Source extract -
■ ■ ■ ■ ■ ■ ■
Studio album by Beccy Cole
- Released: 15 January 2001
- Genre: Country
- Length: 43:51
- Label: ABC Music
- Producer: Rod McCormack

Beccy Cole chronology
| Beccy Cole (1997) | Wild at Heart (2001) | Little Victories (2003) |

Singles from Wild at Heart
- "This Heart" Released: 2000;

= Wild at Heart (Beccy Cole album) =

Wild at Heart is the second studio album by Australian country music singer Beccy Cole. It was released in January 2001 and peaked at number 82 on the ARIA Charts. The album was certified gold in 2003.

At the ARIA Music Awards of 2001, the album was nominated for Best Country Album, losing out to Looking Forward, Looking Back by Slim Dusty.

==Critical reception==
Country Music Australia said; "One of the most truly anticipated releases for some years, the groundswell for Beccy has been growing since her debut self-titled release 4 years ago. During that time thousands have enjoyed her vibrant shows around the country... Now here it is and worth every minute of the wait. Beccy has enlisted many of her friends in the completion of this one, starting with Rod McCormack as producer." adding, "Beccy's never been in finer voice, and the enjoyment of finally recording just shines through this one... A Bonus track is the recording at the Gympie Muster last year with Darren, Adam and Felicity of Dolly Parton's "Do I Ever Cross Your Mind" which picked up the Golden Guitar for vocal Collaboration this year" concluding with "Beccy Cole is a sizeable talent to be reckoned with."
■ ■ ■ ■ ■ ■ ■
Dataset extract -

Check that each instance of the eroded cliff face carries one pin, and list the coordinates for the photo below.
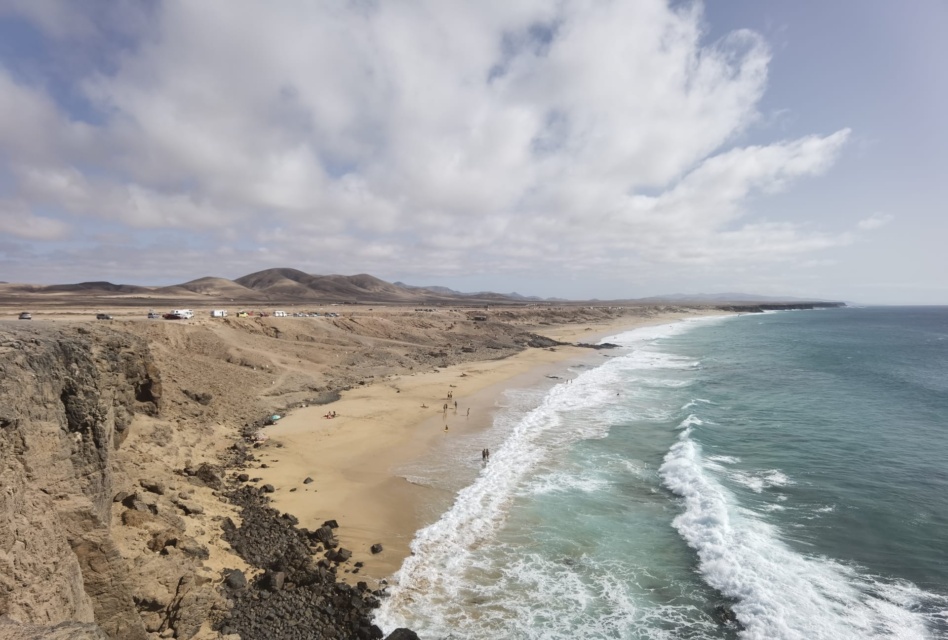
■ ■ ■ ■ ■ ■ ■
Problems and tasks -
(1) In the Wild at Heart album article, why does the Country Music Australia review call the album one of the most anticipated releases in years? Answer in one to three sentences.
(2) Continue the Wild at Heart album article from the point where it currently ends.

Answers to the tasks -
(1) According to the review, support for Beccy Cole had been growing since her self-titled debut four years earlier. During that time, thousands of people had enjoyed her vibrant shows around the country.

(2)
==Track listing==
1. "This Heart" (Al Anderson, Robert Ellis Orrall) – 3:51
2. "Too Strong to Break" (Beccy Cole, Rod McCormack, Rick Price) – 3:34
3. "Wild at Heart" (Al Anderson, Lari White) – 2:43
4. "Never Sees Anything Through" (Cole, Tamara Stewart) – 3:47
5. "Keep on Rockin'" (Al Anderson, Craig Wiseman) – 3:43
6. "Ordinary Heart" (Emmylou Harris, Kimmie Rhodes) – 2:58
7. "Storm in a D Cup" (Cole, Tamara Stewart) – 3:50
8. "Friends for a Lifetime (Song for Kegan)" (Claire Lynch, Susan Stewart) – 3:03
9. "Mother Knows Best" (with Carol Sturzel) (Cole, Tamara Stewart) – 3:59
10. "Emily" (featuring Gina Jeffreys) (Beth Nielsen Chapman) – 4:55
11. "Lazy Bones" (Cole) – 4:43
12. "Do I Ever Cross Your Mind" (featuring Darren Coggan and Felicity) (live) (Darren Coggan, Cole, Felicity, Adam Harvey, Dolly Parton) – 2:45

==Charts==
===Weekly charts===

| Chart (2003) | Peak position |
|---|---|
| Australian Albums (ARIA) | 82 |
| Australian Artists Albums (ARIA) | 18 |
| Australian Country Albums (ARIA) | 2 |

==Certifications==

| Region | Certification | Certified units/sales |
| Australia (ARIA) | Gold | 35,000^{^} |
^{^} Shipments figures based on certification alone.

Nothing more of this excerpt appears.